[Records from a data source]
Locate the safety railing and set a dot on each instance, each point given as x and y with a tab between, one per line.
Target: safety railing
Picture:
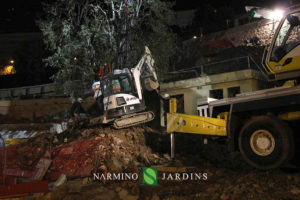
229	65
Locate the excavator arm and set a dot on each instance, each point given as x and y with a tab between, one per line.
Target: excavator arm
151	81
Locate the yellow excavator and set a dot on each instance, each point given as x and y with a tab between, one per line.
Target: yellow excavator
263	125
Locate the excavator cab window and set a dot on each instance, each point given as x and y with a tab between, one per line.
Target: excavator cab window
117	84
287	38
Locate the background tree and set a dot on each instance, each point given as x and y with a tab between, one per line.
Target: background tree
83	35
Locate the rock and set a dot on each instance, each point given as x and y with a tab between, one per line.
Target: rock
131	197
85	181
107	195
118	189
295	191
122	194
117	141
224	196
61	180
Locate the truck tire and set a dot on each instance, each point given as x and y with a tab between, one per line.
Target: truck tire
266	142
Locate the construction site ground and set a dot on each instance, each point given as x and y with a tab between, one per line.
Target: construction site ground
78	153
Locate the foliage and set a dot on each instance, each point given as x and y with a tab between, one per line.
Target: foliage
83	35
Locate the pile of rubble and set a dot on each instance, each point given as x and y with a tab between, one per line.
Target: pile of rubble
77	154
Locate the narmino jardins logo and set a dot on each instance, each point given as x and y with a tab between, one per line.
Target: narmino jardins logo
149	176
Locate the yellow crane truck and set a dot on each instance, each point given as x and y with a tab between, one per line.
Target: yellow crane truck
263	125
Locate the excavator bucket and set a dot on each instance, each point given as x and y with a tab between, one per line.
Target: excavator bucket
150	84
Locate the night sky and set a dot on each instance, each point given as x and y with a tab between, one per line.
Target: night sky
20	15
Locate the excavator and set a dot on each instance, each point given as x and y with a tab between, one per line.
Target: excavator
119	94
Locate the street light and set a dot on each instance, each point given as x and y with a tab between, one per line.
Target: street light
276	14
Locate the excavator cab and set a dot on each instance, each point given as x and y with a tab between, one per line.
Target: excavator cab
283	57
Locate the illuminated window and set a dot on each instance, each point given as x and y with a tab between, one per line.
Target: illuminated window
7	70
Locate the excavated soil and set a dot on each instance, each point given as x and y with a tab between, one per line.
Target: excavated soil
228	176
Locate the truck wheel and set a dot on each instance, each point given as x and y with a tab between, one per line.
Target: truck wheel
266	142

* * *

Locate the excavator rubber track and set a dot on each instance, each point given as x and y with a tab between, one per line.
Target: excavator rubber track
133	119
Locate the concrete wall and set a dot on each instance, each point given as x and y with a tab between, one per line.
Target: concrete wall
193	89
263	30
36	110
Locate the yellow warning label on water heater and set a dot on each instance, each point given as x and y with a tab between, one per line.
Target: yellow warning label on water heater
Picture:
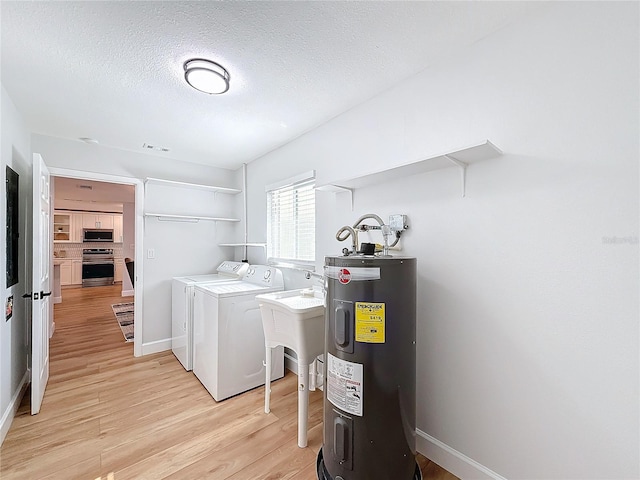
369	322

...

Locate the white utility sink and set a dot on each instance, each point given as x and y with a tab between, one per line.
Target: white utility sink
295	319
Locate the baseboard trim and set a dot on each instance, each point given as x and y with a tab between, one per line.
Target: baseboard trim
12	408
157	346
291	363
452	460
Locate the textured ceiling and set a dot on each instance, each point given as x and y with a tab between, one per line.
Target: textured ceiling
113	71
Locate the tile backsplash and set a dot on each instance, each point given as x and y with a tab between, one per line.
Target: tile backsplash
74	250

### What is needed
Scan the data above and copy each line containing the word "safety".

### Response area
Locate the safety railing and set a dot on each instance, each point given as x and y with a tab between, one per line.
Target: safety railing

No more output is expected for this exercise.